Point placement records:
--- Begin ---

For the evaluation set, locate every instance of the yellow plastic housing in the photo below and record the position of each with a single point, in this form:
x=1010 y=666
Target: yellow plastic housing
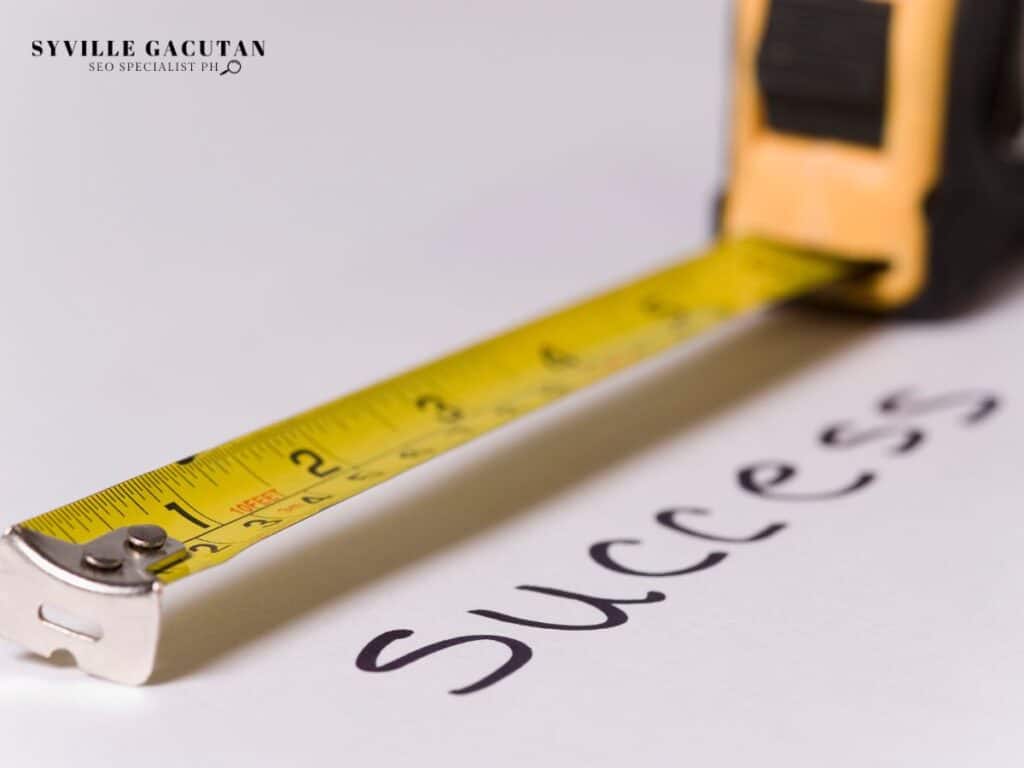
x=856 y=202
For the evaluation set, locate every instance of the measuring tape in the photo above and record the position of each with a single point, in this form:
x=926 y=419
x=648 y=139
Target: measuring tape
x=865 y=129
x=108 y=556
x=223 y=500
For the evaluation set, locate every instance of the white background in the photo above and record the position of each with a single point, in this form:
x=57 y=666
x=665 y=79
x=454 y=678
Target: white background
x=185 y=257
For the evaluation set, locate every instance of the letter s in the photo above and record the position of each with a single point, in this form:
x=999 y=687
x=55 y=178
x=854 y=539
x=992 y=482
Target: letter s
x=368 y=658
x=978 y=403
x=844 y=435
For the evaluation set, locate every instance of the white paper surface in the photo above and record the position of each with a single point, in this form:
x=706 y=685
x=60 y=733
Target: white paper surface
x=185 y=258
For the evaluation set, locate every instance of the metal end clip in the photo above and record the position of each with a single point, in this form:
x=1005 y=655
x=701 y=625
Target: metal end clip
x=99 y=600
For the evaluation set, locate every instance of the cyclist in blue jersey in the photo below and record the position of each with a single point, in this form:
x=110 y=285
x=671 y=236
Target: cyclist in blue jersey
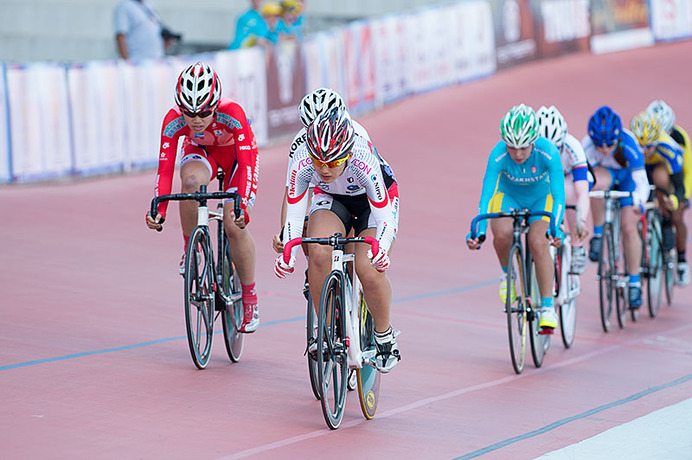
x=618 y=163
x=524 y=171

--- End ---

Reproduce every entry above, switching "evaluation set" to "test set" and leaving all other text unchanged. Omit the pictures from the output.

For the test set, locate every instance of the yellow plastic housing in the photo below and record the position of each with a single point, in this form:
x=1010 y=666
Target: yellow plastic housing
x=856 y=202
For the test set, locate every instance of the measuring tape in the photo above and record the position of each with a single point, in this form:
x=926 y=419
x=648 y=139
Target: measuring tape
x=865 y=129
x=108 y=556
x=223 y=500
For the test set, locate every instance of the white background in the photo above and record the position of each with a single point, in this form:
x=57 y=666
x=665 y=79
x=454 y=678
Target: white background
x=185 y=257
For the test set, locate every instance of the letter s in the photo above and record the position of each with a single point, in this form:
x=999 y=687
x=55 y=178
x=854 y=539
x=992 y=482
Target: letter s
x=368 y=658
x=978 y=403
x=844 y=435
For the test set, locate every instance of the white paper surface in the photo above and record the position of each with a single point, in this form:
x=706 y=685
x=60 y=733
Target: white paper surface
x=185 y=258
For the test set, locate every instance of the metal end clip in the photo above and record the position of each with a single point, in this form:
x=1005 y=655
x=701 y=625
Target: metal end clip
x=99 y=600
For the test set, locate every instance of the cyclist in blue jersey in the photo below and record the position of each with a single point, in this form:
x=110 y=285
x=671 y=236
Target: cyclist in blue jersey
x=618 y=163
x=524 y=171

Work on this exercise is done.